Information provided:
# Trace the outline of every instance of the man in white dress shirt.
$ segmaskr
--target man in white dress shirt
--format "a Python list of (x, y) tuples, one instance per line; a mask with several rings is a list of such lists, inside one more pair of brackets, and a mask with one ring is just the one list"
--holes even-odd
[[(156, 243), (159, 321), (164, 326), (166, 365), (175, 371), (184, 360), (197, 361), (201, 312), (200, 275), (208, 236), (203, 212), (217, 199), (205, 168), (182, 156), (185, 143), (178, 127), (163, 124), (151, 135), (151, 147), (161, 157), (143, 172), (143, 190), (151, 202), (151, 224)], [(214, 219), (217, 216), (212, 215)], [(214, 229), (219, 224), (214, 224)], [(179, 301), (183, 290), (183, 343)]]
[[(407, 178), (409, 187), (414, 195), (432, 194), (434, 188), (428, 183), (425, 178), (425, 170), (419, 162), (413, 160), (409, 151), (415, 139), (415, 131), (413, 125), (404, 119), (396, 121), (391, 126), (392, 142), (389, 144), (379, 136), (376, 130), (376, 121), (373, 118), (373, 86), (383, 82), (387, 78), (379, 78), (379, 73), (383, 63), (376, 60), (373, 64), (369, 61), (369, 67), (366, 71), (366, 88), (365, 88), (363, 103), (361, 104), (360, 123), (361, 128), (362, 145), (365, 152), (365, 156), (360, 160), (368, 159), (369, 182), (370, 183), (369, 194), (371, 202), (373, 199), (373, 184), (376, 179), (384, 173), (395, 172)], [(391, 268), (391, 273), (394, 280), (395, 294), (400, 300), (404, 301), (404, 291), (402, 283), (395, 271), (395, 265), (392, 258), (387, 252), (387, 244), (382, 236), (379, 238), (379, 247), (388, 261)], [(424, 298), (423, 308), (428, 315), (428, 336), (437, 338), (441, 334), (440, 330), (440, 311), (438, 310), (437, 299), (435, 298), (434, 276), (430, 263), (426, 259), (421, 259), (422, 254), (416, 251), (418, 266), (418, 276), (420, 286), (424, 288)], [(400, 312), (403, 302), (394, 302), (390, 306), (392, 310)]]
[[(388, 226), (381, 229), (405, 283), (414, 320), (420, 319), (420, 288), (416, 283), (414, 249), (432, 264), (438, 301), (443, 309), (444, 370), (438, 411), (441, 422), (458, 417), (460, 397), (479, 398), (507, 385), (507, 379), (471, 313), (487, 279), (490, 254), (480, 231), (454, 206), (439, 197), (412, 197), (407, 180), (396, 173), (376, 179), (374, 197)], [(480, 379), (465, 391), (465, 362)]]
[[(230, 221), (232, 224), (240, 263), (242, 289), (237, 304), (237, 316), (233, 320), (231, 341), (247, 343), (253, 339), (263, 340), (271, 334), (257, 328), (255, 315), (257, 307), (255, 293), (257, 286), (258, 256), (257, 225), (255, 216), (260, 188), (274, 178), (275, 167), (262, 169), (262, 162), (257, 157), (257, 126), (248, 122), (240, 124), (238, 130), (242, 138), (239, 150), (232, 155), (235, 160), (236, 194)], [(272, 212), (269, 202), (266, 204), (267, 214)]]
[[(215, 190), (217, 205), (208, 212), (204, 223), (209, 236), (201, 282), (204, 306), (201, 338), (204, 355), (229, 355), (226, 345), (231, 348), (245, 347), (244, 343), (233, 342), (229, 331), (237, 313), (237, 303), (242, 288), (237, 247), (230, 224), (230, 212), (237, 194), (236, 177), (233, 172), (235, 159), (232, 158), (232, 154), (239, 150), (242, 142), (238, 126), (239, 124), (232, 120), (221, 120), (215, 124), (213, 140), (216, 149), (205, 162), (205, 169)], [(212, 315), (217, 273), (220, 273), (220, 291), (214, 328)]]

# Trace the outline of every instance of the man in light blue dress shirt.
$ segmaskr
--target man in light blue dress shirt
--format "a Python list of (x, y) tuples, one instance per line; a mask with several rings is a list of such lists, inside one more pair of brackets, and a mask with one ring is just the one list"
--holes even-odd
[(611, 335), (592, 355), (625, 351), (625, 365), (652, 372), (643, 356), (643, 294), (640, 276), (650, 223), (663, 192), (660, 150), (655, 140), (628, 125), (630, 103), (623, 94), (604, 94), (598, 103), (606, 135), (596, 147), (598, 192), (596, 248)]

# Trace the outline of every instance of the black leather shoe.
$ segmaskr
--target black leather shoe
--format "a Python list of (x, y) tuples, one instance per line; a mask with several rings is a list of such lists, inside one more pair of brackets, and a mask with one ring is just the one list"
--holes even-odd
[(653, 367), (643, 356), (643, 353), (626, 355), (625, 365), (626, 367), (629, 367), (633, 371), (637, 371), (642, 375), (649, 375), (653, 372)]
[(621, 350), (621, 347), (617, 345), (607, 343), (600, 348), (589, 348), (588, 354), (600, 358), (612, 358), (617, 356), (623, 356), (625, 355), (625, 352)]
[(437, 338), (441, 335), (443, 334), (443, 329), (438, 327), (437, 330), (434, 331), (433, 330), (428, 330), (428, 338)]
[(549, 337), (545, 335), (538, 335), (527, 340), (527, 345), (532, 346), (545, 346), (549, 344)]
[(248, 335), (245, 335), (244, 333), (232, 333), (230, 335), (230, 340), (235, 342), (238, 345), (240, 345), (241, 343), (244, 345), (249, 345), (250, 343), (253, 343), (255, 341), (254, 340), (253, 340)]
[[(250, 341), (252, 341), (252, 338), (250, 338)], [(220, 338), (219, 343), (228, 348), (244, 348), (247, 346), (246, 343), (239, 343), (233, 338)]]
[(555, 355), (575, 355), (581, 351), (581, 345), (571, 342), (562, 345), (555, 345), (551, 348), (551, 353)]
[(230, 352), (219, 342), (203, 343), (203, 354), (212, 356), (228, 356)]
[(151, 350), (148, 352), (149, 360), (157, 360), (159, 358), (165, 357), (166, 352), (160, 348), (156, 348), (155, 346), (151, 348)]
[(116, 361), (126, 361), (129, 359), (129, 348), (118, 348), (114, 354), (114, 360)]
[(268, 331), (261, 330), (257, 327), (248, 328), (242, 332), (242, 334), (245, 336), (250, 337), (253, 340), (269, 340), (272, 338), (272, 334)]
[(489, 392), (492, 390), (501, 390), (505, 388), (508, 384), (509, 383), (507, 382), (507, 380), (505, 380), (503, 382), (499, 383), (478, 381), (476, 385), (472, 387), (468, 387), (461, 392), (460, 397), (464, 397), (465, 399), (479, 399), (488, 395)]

Exercise objective: How many lines in the rows above contain the string "blue"? Reply with the number alone.

Full answer: 2